start Input

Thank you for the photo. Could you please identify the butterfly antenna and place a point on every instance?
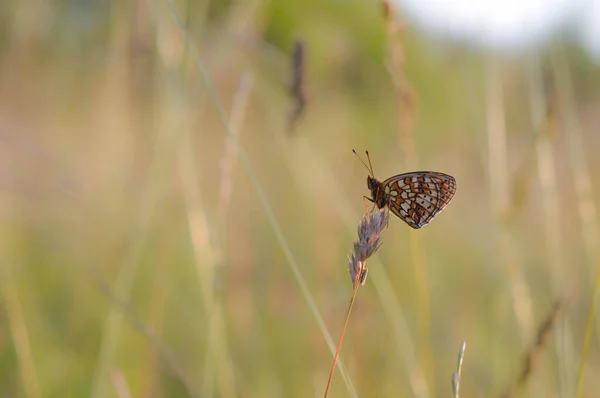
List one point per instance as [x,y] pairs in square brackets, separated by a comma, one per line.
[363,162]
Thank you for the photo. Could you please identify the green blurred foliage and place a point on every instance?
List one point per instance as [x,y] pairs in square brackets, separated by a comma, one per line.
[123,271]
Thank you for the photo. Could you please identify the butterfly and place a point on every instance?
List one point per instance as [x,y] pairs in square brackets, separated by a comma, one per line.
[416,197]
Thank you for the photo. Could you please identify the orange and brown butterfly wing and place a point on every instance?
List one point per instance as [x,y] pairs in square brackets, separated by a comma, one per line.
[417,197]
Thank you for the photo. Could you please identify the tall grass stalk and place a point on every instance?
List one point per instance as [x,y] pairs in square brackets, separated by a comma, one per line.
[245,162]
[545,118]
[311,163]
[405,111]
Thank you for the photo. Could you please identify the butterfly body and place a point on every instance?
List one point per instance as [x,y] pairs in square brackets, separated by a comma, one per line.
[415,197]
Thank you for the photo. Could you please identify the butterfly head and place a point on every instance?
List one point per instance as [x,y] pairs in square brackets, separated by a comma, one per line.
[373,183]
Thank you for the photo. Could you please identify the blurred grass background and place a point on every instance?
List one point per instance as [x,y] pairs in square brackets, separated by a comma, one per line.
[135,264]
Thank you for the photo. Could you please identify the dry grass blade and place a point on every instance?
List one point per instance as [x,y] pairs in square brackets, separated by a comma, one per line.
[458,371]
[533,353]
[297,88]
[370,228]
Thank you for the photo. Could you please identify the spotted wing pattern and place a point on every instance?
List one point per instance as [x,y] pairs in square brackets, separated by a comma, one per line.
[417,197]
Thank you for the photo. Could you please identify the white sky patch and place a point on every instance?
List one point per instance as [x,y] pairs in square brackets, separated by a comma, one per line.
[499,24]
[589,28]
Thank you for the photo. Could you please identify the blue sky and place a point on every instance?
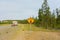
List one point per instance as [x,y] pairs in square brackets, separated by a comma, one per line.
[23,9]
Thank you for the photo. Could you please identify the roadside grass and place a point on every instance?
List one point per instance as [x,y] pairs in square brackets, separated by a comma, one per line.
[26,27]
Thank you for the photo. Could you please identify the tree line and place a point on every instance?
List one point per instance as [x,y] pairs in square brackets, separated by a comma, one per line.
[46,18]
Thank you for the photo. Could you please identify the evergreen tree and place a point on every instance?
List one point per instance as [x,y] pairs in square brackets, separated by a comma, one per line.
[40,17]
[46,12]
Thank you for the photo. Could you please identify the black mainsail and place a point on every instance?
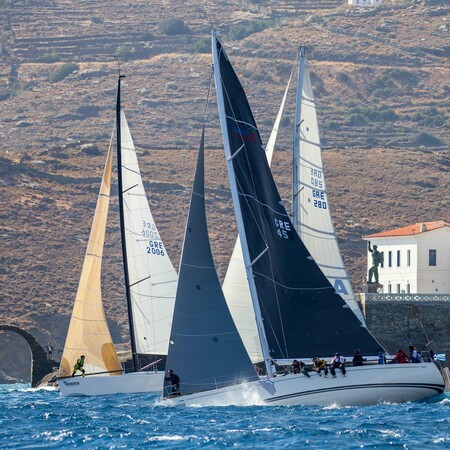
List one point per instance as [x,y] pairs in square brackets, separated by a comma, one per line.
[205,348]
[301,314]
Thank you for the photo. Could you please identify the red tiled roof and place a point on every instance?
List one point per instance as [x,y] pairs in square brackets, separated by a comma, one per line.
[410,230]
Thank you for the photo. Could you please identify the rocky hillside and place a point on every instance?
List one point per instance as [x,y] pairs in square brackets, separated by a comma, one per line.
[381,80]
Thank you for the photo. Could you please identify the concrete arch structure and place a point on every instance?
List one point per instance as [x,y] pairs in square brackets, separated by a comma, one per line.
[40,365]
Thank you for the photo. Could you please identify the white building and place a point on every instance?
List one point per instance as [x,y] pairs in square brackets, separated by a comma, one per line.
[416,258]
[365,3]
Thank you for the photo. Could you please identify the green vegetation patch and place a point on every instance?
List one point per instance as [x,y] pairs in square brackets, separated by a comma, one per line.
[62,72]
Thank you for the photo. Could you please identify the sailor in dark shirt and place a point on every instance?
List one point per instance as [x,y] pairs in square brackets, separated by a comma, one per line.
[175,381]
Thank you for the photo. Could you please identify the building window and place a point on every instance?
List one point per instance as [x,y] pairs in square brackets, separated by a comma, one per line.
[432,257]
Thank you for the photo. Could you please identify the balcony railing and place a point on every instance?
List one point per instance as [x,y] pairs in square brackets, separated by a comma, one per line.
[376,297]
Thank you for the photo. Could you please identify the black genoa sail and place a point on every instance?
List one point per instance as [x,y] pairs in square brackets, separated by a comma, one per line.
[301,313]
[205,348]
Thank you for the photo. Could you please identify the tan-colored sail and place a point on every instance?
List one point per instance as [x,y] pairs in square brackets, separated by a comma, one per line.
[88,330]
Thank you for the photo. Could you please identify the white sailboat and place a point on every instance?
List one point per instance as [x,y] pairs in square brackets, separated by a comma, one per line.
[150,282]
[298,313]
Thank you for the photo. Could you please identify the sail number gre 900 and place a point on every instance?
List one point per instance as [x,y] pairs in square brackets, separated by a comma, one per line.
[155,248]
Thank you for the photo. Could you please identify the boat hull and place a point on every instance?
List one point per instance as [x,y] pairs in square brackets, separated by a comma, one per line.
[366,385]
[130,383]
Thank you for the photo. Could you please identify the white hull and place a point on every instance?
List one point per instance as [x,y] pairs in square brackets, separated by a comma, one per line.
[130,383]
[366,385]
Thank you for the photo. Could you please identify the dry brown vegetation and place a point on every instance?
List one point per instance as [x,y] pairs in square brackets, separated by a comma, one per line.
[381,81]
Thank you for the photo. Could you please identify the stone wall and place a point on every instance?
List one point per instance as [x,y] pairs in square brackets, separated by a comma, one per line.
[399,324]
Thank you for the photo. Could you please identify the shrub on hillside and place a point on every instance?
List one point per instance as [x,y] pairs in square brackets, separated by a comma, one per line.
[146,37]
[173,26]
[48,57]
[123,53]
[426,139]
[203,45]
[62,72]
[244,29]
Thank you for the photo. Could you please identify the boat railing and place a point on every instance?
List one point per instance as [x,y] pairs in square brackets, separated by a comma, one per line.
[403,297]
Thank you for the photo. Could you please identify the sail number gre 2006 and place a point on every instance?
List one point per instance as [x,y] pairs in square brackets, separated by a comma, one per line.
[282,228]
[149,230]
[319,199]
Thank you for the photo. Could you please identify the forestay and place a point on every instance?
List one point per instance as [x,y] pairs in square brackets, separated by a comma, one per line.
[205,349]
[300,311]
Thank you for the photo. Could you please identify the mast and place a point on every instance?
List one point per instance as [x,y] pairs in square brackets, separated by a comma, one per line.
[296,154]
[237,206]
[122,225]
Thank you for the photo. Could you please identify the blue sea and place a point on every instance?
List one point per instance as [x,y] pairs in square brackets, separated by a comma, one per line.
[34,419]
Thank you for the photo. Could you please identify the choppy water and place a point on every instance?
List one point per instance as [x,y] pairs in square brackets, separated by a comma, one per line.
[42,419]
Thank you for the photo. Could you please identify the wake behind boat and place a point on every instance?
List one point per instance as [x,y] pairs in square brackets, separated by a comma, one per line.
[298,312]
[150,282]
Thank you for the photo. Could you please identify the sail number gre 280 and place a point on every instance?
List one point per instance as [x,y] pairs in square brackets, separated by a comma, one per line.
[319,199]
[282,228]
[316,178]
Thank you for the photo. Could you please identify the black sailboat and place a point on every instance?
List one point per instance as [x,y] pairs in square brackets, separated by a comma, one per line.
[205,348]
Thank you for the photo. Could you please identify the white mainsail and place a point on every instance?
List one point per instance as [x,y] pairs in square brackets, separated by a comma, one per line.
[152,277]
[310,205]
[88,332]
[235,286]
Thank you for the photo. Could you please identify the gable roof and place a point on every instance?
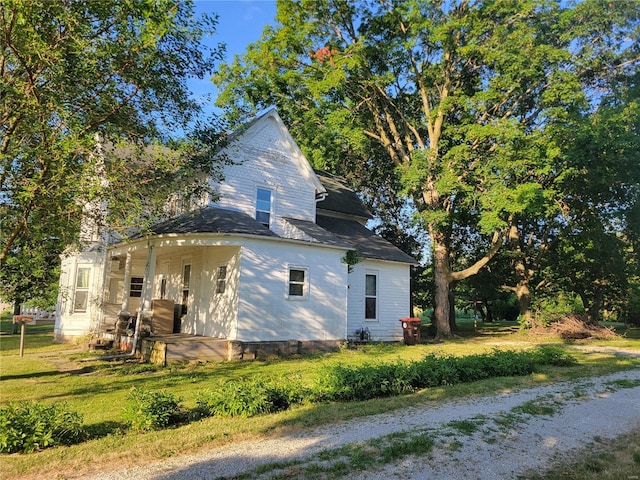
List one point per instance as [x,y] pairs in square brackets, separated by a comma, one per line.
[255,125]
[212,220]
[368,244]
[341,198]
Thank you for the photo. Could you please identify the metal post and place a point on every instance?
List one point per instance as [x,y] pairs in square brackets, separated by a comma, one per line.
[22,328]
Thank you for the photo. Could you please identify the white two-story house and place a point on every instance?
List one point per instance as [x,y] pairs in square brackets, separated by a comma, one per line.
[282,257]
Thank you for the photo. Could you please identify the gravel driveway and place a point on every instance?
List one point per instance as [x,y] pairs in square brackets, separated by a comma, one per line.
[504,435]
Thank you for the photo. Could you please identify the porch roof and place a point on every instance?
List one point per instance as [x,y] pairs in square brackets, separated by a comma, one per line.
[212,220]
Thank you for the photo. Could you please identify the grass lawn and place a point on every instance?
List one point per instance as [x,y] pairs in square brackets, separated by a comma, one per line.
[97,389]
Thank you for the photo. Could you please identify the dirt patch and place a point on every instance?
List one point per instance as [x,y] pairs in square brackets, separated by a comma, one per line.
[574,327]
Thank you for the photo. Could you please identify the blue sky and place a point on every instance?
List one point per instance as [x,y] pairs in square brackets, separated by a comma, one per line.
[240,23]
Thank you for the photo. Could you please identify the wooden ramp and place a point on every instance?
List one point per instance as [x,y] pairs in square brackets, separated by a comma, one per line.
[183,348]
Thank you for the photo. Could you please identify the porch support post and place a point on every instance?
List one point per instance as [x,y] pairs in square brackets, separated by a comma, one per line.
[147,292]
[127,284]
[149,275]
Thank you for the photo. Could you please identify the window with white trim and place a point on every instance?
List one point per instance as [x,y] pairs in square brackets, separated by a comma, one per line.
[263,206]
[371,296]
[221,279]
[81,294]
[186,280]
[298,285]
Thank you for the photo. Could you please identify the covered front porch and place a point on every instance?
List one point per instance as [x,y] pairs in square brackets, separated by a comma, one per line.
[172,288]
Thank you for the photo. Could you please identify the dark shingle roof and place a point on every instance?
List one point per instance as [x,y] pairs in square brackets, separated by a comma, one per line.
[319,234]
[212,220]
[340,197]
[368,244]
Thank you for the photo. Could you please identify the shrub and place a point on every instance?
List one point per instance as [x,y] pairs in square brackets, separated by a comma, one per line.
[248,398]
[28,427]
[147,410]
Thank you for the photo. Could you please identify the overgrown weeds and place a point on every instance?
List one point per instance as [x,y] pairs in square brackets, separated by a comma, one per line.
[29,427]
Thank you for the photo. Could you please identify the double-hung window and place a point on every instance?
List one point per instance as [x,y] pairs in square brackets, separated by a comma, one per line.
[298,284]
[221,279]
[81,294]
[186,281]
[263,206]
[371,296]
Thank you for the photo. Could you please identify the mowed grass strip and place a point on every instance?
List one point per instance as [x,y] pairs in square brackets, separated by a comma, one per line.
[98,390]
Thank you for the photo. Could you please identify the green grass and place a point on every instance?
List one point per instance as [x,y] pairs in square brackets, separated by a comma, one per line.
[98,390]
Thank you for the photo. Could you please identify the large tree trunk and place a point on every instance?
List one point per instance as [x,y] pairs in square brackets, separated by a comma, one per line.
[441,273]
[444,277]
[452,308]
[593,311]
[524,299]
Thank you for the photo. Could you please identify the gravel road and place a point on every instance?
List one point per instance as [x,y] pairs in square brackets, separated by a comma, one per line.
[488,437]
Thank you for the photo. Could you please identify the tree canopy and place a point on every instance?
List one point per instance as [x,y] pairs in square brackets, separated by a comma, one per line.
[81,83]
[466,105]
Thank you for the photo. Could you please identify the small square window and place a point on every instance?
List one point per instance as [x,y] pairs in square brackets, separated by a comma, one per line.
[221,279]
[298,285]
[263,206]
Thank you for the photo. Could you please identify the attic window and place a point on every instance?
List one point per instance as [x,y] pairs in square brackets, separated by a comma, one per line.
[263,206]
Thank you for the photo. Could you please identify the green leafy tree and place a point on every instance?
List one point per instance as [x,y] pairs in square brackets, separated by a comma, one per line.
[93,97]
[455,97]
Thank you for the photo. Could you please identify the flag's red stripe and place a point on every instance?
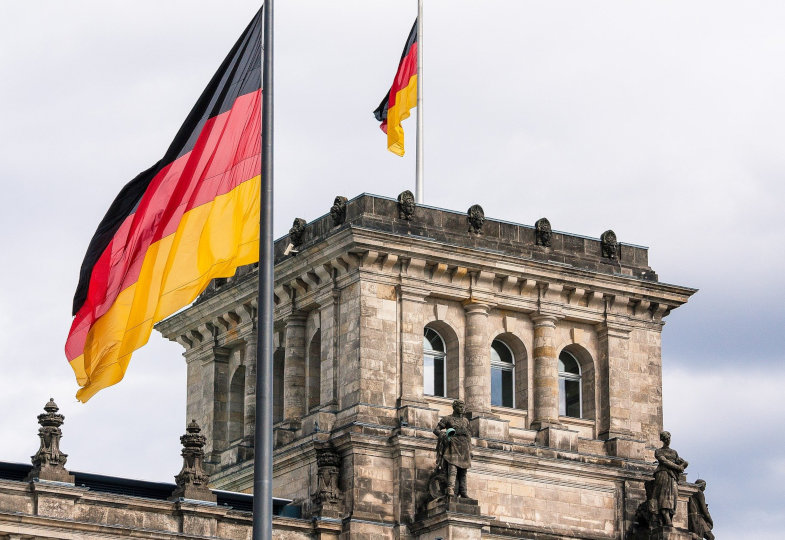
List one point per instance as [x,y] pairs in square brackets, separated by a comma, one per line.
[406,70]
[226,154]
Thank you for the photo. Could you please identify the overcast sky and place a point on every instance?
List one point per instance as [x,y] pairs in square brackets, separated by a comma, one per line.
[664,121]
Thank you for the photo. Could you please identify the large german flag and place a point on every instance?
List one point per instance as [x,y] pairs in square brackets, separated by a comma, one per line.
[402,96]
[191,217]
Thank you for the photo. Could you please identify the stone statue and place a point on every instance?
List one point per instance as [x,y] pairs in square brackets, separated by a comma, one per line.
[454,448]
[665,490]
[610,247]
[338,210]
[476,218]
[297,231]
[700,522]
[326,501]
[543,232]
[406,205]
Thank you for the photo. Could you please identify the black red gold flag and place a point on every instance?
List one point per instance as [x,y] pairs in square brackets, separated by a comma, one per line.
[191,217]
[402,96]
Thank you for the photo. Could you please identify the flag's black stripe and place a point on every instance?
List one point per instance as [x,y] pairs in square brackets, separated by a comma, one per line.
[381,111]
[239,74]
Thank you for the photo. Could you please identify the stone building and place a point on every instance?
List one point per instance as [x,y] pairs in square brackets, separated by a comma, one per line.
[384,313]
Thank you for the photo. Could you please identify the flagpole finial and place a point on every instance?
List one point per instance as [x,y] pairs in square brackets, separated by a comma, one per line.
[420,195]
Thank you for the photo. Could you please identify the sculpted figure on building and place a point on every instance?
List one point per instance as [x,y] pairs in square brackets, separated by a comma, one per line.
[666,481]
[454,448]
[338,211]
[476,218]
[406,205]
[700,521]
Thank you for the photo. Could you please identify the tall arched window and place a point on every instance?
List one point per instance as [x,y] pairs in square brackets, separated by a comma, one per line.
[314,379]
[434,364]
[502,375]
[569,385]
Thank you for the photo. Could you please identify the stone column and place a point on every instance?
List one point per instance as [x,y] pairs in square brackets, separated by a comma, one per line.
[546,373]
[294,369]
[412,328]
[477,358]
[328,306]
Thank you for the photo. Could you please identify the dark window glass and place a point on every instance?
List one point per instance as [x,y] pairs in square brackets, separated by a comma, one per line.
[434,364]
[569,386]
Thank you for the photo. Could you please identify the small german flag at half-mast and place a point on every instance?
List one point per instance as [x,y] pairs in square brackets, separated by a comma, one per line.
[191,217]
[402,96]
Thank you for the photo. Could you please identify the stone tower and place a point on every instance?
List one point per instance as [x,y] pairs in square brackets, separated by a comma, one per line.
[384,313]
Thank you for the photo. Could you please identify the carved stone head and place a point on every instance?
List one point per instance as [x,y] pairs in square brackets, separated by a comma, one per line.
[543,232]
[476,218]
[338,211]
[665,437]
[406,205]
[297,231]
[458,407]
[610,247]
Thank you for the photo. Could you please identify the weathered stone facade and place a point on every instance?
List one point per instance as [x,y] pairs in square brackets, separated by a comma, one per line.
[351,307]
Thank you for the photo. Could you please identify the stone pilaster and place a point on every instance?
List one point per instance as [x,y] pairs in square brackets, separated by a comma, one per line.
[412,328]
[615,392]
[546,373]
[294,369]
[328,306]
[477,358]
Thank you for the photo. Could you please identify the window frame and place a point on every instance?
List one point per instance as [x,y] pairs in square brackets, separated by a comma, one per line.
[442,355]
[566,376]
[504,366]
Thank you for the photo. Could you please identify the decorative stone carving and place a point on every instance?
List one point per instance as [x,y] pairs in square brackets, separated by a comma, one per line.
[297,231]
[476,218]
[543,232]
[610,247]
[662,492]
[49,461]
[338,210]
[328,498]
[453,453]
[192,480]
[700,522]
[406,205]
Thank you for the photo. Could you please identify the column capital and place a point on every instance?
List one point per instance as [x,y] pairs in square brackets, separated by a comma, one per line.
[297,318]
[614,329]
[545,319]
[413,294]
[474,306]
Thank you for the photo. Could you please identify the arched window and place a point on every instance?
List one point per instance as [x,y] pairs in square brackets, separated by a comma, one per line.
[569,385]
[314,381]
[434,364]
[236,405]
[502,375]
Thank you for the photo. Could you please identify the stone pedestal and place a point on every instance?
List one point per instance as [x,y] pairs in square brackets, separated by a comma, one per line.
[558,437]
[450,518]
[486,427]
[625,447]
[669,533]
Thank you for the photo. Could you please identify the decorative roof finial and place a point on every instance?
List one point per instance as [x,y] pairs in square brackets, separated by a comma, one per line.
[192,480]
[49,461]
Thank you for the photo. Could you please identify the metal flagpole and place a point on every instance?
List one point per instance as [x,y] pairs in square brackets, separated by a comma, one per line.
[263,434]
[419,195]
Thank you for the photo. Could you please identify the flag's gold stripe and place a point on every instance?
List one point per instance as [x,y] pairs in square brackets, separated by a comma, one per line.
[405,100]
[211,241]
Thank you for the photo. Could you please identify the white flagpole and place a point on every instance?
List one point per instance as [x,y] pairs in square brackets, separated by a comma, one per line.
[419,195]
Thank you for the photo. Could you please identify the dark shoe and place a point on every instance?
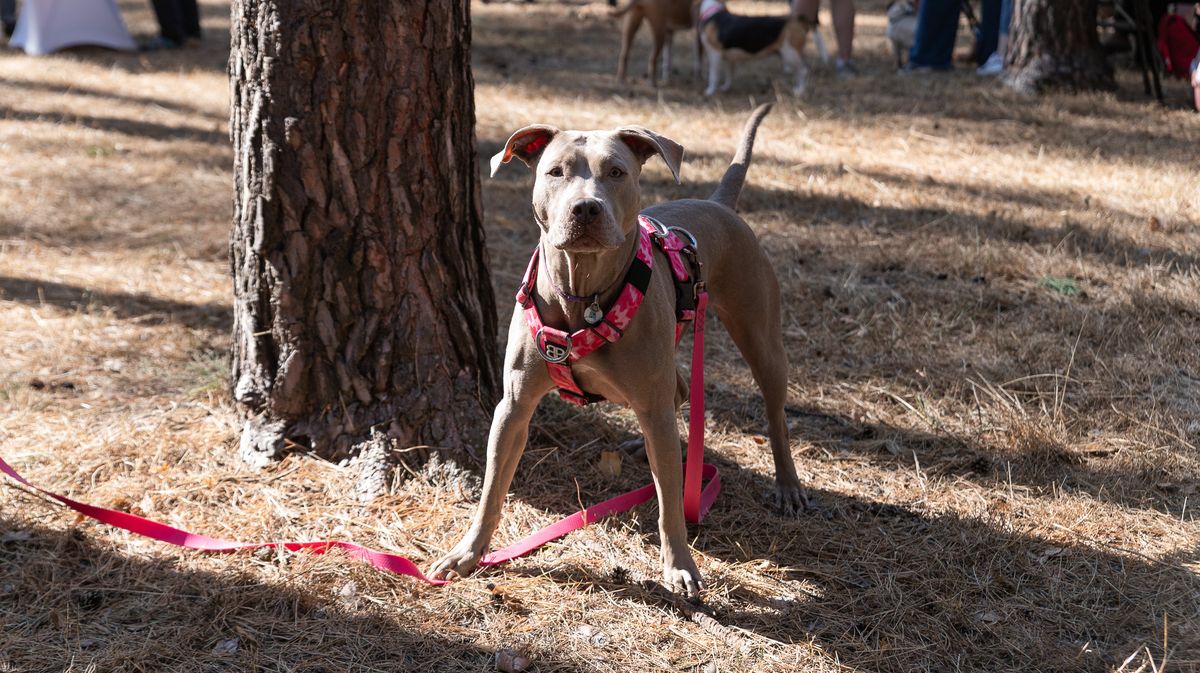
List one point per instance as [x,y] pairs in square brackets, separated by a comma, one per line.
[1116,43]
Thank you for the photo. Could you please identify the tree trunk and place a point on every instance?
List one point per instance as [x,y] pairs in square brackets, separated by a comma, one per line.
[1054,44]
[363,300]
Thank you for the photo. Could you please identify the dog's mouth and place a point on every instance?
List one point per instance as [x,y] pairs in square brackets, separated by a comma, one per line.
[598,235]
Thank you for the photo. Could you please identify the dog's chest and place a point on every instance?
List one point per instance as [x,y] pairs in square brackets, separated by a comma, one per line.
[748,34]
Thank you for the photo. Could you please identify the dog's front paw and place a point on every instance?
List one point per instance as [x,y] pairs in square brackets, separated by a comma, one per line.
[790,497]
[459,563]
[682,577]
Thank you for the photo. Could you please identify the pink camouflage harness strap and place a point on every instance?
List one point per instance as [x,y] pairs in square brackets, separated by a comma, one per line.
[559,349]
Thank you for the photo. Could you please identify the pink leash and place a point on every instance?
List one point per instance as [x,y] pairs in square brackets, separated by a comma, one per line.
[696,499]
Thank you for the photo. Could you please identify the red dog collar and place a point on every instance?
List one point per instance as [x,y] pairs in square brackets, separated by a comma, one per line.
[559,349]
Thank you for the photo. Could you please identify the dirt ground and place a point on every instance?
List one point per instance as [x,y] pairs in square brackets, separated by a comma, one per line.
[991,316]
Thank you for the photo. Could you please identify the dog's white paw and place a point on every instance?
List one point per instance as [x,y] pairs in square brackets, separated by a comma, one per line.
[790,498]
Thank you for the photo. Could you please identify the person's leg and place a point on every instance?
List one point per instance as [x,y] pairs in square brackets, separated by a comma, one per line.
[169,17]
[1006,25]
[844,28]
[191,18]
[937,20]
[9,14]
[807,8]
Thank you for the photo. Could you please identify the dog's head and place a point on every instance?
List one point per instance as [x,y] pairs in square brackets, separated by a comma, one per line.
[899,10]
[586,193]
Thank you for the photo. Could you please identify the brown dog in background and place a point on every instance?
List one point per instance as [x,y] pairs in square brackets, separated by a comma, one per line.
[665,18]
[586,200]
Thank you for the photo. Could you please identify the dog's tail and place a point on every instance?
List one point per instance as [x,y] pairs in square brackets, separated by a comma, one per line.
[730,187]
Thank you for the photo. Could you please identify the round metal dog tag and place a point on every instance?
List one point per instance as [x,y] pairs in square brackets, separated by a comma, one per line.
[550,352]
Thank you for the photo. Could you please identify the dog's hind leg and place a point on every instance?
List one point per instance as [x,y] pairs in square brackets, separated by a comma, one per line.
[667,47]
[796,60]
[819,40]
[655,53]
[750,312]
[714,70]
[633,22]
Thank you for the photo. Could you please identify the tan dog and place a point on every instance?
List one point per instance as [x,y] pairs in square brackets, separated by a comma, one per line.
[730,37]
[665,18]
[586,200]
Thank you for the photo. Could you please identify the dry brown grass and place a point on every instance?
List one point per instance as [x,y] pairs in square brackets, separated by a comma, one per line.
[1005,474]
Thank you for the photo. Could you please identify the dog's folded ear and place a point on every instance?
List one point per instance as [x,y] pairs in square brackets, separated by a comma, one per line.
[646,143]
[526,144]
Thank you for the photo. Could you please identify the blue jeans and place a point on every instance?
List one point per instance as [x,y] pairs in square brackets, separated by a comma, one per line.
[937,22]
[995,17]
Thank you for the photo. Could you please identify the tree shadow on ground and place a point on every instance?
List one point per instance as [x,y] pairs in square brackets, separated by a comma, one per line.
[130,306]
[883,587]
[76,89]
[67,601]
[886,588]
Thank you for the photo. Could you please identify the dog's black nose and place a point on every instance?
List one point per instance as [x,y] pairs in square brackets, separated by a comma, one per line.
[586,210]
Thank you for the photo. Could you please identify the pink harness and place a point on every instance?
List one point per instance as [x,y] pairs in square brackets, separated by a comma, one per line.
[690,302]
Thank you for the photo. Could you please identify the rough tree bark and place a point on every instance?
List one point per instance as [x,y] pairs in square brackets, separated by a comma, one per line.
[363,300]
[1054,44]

end Input

Exact repetition is required for the lines from the one that contains "dog and place a point on every instance?" through the final line; leave out everything else.

__Right answer__:
Thank you for the photo. Could you please identify the tan dog and place a point on every instance?
List one point per instance as [x,y] pairs in square brackets, separated by a comma, one per line.
[730,37]
[665,18]
[586,200]
Thank you for the photo. Could you please identify the dry brown grass and place a point on every instance?
List one point per instance as [x,y] pairs in square brackets, separated by a comma, one per line.
[1005,474]
Thank you for the photo. Could you please identify the dog's folded ear and place a point on every instance?
List one point per instance as [x,y] pairs in square brackets, separated by a comma, one per line.
[646,143]
[526,144]
Thank you for the photo. Could you please identify the blue jeans and place a point on every instance?
List one point per instance as [x,y] pairs in square brackets, separated by a comma, one per line.
[937,22]
[995,17]
Thank you for the photo. Could you please identify the tree shadow on ground and place a point on every instance?
List one point per instance as [x,y] pairs in square brackets, separated by a comma, one per line.
[130,306]
[883,587]
[76,89]
[67,601]
[886,588]
Thank you for the photo. Could you please identify the dog's black nose and place a point on every instance?
List one point per instance as [x,y] pairs in square brackets, separated by a comma, one per line.
[586,210]
Thank you for the photo. Could you please identify the pink harness and place a point on every instance?
List one point per instance as [x,y] pairs in square brackets, separated by a comma, one per line.
[690,302]
Thank you for the photo. Could you please identify the rough tree bark and place a point on every instance?
List one point per instance as [x,y] pairs in square brackets, separated by a comma, one per line.
[363,300]
[1054,44]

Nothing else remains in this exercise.